▶ _EXCERPT TO READ_
==*==
Mr. Wolfsthal covered a wide range of topics, including the current nuclear landscape and imminent threats, his public service with the Department of Energy and later as a high-ranking official with the White House during the Obama administration, and his perspective on the Ban Treaty. He also verified the power of high school students’ involvement in social, political, and security debates citing the example of the recent massive protests against gun violence led by high school and college students. Mr. Wolfsthal also added that nuclear disarmament debates in the United States lack momentum, and therefore CIF students have an important role in generating such momentum. After his remarks, he answered student questions regarding his role in President Obama’s historic Hiroshima visit and his education and career path. He later participated in the Q&A for Choate Rosemary Hall’s presentation by asking the students a clarifying question regarding the financial burden of maintaining retired nuclear warheads.
For Jon Wolfsthals’s entire talk, watch video to be posted soon.
Susan Southard shared her sympathetic feelings toward the hibakusha, or atomic bombing survivors, and her respect for the five hibakusha she interviewed for her book, Nagasaki: Life after Nuclear War. She began her keynote with an anecdotal story of her time as an interpreter for hibakusha, and how this experience led to her to realize that there was no book in English that detailed the lifelong suffering and advocacy of the hibakusha after the bombing. She decided to create such a book to present the resiliency of the hibakusha to an English-speaking audience.
As a storyteller, she empathized the importance of individual and national narratives as related to the use of the atomic bomb in Japan. She also spoke to the challenges associated with conducting the extensive scientific, social, and political research behind her book. In the following Q&A, Southard answered questions relating to the research and writing process, her experiences interviewing hibakusha, and the educational experiences of students learning about the atomic bomb in different countries.
For Susan Southard’s entire talk. watch video to be posted soon. Find Susan Southard’s accompanying powerpoint presentation here.
==*==
▶ _SHORT TASK_
Using the excerpt about the two talks, answer these:
1. Students asked Mr. Wolfsthal about his role in which president's visit to Hiroshima?
2. What is the title of Susan Southard's book?
3. What three kinds of research behind her book did Southard say were challenging to conduct?
Rely only on the excerpt about the two talks.
==*==
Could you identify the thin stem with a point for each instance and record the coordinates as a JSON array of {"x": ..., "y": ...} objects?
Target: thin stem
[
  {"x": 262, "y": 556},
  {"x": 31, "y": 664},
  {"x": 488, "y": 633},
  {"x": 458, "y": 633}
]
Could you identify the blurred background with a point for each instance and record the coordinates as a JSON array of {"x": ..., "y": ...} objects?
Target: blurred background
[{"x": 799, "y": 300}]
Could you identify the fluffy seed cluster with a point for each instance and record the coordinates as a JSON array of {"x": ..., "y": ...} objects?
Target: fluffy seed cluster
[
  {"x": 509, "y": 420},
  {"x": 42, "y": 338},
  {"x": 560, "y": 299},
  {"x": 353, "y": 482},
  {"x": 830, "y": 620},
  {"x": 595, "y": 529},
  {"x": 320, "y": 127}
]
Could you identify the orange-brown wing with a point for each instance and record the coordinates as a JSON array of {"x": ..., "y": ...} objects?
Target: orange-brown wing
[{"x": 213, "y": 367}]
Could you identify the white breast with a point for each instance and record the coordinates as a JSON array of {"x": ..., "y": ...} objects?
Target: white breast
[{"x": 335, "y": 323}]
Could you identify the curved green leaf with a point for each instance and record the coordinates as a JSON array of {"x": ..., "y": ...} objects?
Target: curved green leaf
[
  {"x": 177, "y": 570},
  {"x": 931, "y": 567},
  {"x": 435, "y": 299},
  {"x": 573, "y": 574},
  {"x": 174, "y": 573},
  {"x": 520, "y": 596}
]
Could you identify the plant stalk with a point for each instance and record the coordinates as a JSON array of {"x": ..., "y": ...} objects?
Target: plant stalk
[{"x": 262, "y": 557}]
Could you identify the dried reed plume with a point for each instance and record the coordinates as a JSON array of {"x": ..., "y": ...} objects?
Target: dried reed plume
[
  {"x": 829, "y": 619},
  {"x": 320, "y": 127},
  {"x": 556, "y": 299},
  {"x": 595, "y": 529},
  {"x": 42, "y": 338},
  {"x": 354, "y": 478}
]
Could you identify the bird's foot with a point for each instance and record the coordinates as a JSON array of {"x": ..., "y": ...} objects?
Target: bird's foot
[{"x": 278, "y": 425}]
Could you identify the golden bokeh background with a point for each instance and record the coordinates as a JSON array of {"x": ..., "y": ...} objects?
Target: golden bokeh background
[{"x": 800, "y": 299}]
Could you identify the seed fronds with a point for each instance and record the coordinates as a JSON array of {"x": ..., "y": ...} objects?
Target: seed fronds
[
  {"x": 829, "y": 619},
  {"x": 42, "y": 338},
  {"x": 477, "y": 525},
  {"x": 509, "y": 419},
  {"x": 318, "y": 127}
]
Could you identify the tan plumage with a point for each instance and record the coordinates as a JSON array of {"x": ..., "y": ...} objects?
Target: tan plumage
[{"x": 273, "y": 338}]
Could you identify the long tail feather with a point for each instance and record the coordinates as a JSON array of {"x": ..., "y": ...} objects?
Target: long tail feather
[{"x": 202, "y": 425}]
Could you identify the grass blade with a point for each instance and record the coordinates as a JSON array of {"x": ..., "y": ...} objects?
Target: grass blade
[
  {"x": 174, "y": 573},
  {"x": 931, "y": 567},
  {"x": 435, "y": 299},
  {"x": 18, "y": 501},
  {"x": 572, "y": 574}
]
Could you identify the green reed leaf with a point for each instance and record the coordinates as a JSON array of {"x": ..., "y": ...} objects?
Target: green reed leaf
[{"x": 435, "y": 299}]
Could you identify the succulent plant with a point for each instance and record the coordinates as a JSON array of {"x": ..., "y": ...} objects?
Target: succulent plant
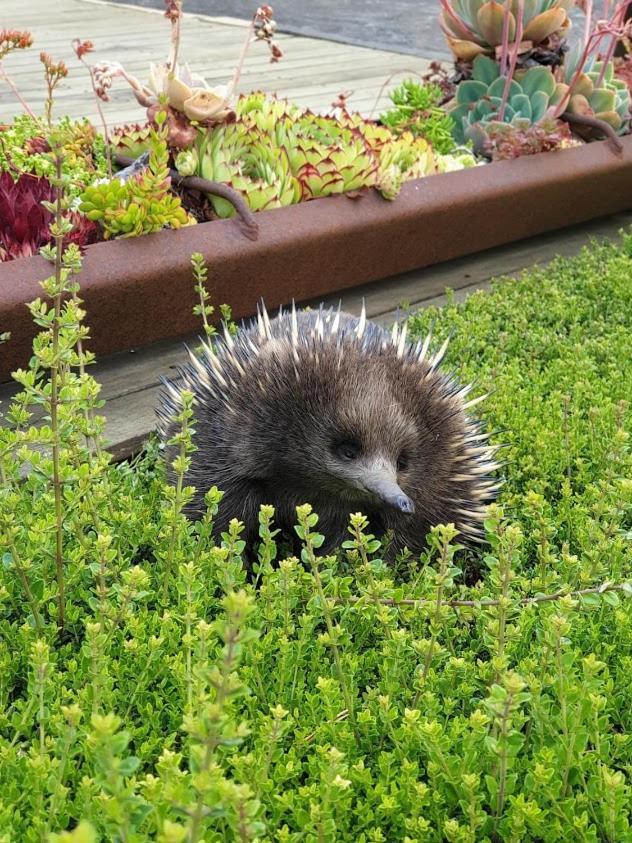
[
  {"x": 479, "y": 100},
  {"x": 597, "y": 92},
  {"x": 416, "y": 109},
  {"x": 23, "y": 148},
  {"x": 132, "y": 139},
  {"x": 142, "y": 204},
  {"x": 25, "y": 221},
  {"x": 475, "y": 27}
]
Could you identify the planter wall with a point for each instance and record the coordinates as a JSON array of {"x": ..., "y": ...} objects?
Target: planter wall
[{"x": 139, "y": 291}]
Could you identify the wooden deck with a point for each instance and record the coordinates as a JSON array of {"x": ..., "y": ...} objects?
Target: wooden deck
==*==
▶ _TASK RESPONSE_
1. President Obama's
2. Nagasaki: Life after Nuclear War
3. Scientific, social, and political research